Trecho da página>
====

O problema, claro, é que o STF deu a entender que a mudança vale apenas a partir de 2024. Em suma: é um problema dos próximos governadores.

A Câmara, não satisfeita em perder protagonismo, decidiu adiantar a discussão, puxando a redução já para este ano.

A alíquota máxima de 17%, portanto, será uma realidade.

Neste meio tempo, a luta é para saber quem será o pai da medida, ganhando o mérito político.

A proposta do governo federal é de que, pelos próximos seis meses, os governos estaduais reduzam as alíquotas de impostos, sendo compensados pelo governo federal.

É uma espécie de Lei Kandir (norma que determinou o fim da cobrança de ICMS sobre exportações agrícolas e que a União se comprometeu a compensar, mas ainda deve boa parte), mas aplicada aos combustíveis.

É preciso reconhecer, antes de tudo, que a decisão não implica um corte de impostos, uma vez que o governo seguirá pagando e, portanto, você pagará. Trata-se de um subsídio.

E não há qualquer ilegalidade em o governo decidir subsidiar combustíveis, ainda que precise acertar isso com o cumprimento do Teto de Gastos e da legislação eleitoral. É uma escolha política subsidiar um setor ou não.

Há algumas questões importantes a serem respondidas, porém.

Como o governo pretende fazer o subsídio?

Tivemos no início da década passada uma política de congelamento de preços de combustíveis em que a Petrobras pagava parte da conta final.

O resultado foi um rombo de R$ 100 bilhões na estatal, que se endividou para garantir o desejo do governo: manter a inflação controlada.

A política atual pretende fazer isso usando recursos do orçamento. Em teoria, é uma decisão melhor. Afinal, o valor estará no orçamento visível para todos e não escondido no balanço de uma empresa estatal.

Se a sociedade acha coerente subsidiar combustíveis, nenhum problema.

Mas a questão mais relevante ainda será: qual o custo de mexer nos índices de inflação desta maneira?

A inflação tem sido um problema crônico global. Nos EUA, ela é a maior em quatro décadas e, na Europa, também segue preocupando, especialmente em energia e após o início da guerra entre Rússia e Ucrânia.

Desde 2020, o governo americano imprimiu alguns trilhões de dólares, levando a um excesso de dinheiro no mundo, com uma produção de riquezas que cresce pouco e enfrenta problemas como a crise na cadeia de suprimentos, por exemplo. Esse descasamento entre mais dinheiro circulando e a mesma riqueza existente eleva os preços.

Portanto, há um problema imenso e que não depende exclusivamente do Brasil para ser resolvido. Mas cabe a nós perguntar por aqui como funcionam esses “índices”.

====

Itens de dados>
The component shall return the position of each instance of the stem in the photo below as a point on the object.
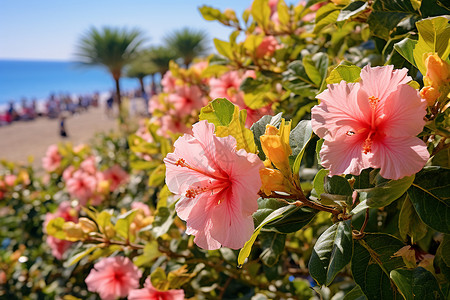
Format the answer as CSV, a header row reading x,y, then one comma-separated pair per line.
x,y
357,235
300,200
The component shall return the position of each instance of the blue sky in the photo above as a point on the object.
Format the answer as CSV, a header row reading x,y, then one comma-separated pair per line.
x,y
50,29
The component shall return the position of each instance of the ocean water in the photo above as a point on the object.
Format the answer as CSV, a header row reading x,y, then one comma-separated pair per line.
x,y
38,79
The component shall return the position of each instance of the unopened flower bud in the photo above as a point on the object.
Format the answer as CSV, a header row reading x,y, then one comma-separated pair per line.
x,y
275,144
230,14
87,225
73,231
438,71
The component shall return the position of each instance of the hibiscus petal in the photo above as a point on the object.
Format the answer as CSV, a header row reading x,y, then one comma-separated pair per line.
x,y
403,113
230,228
344,156
338,111
380,82
399,157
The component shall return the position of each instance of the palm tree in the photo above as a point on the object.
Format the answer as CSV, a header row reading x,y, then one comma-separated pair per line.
x,y
113,48
140,68
161,57
187,43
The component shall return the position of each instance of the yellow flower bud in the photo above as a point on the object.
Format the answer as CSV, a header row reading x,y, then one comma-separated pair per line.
x,y
438,71
430,94
230,14
275,144
87,225
273,180
73,231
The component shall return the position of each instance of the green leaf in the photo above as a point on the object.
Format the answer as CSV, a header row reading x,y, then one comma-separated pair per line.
x,y
409,223
149,254
383,194
434,34
224,48
245,251
331,253
373,260
259,128
417,283
211,14
319,182
406,47
229,121
54,228
79,256
123,223
260,11
298,140
355,294
326,15
272,244
388,17
430,195
344,72
219,112
351,10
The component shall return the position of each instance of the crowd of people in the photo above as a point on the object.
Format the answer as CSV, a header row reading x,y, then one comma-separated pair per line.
x,y
53,107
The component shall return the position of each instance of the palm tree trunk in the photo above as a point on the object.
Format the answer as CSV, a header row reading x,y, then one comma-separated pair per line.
x,y
141,82
119,99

====

Tarefa 1>
Responda com base no texto sobre o subsídio aos combustíveis:
(a) Qual alíquota máxima, segundo o texto, será uma realidade?
(b) Por quantos meses os governos estaduais reduziriam as alíquotas, conforme a proposta do governo federal?
(c) De quanto foi o rombo na estatal com a política de congelamento de preços do início da década passada?
Tarefa 2>
Transcreva do texto sobre o subsídio aos combustíveis o trecho que começa em "A proposta do" e termina em "aplicada aos combustíveis.".
Tarefa 3>
Dê a continuação do texto sobre o subsídio aos combustíveis a partir da última frase apresentada.
Os itens não têm papel algum aqui.

Resposta esperada 1>
(a) 17%.
(b) Seis meses.
(c) R$ 100 bilhões.

Resposta esperada 2>
A proposta do governo federal é de que, pelos próximos seis meses, os governos estaduais reduzam as alíquotas de impostos, sendo compensados pelo governo federal.

É uma espécie de Lei Kandir (norma que determinou o fim da cobrança de ICMS sobre exportações agrícolas e que a União se comprometeu a compensar, mas ainda deve boa parte), mas aplicada aos combustíveis.

Resposta esperada 3>
Em resumo, o Índice de Preços ao Consumidor Amplo (IPCA) simula uma cesta de consumo das famílias brasileiras. Digamos: 20% para habitação, 20% para energia, 20% para alimentação, 20% para lazer e 20% no transporte.

Nesse exemplo hipotético, caso todos os preços continuem iguais, mas transporte tenha uma alta de 100%, a inflação na economia seria de 20%.

Agora, se os preços ficarem inalterados em todos os demais fatores e o governo bancar o aumento de preço dos combustíveis com impostos, a inflação seria de 0%, ainda que o preço dos combustíveis tenha subido e alguém (o pagador de impostos) esteja pagando.

Essa tática é o que levou o governo a usar a Petrobras para pagar pelo aumento nos combustíveis. Isso diminuía o IPCA e, portanto, dava a entender que a economia estava melhor do que de fato estava.

Esse tipo de manipulação é perigoso, uma vez que salários, aposentadorias e mesmo produtos têm reajustes atrelados à inflação.

A confiança nos indicadores da economia é um fator chave também para os investimentos. É inviável planejar um investimento de longo prazo caso você não saiba como os indicadores econômicos estarão.

É uma decisão política, conforme já dito. Em especial porque as consequências são muito mais difíceis de medir do que a ação de cortar o preço do combustível.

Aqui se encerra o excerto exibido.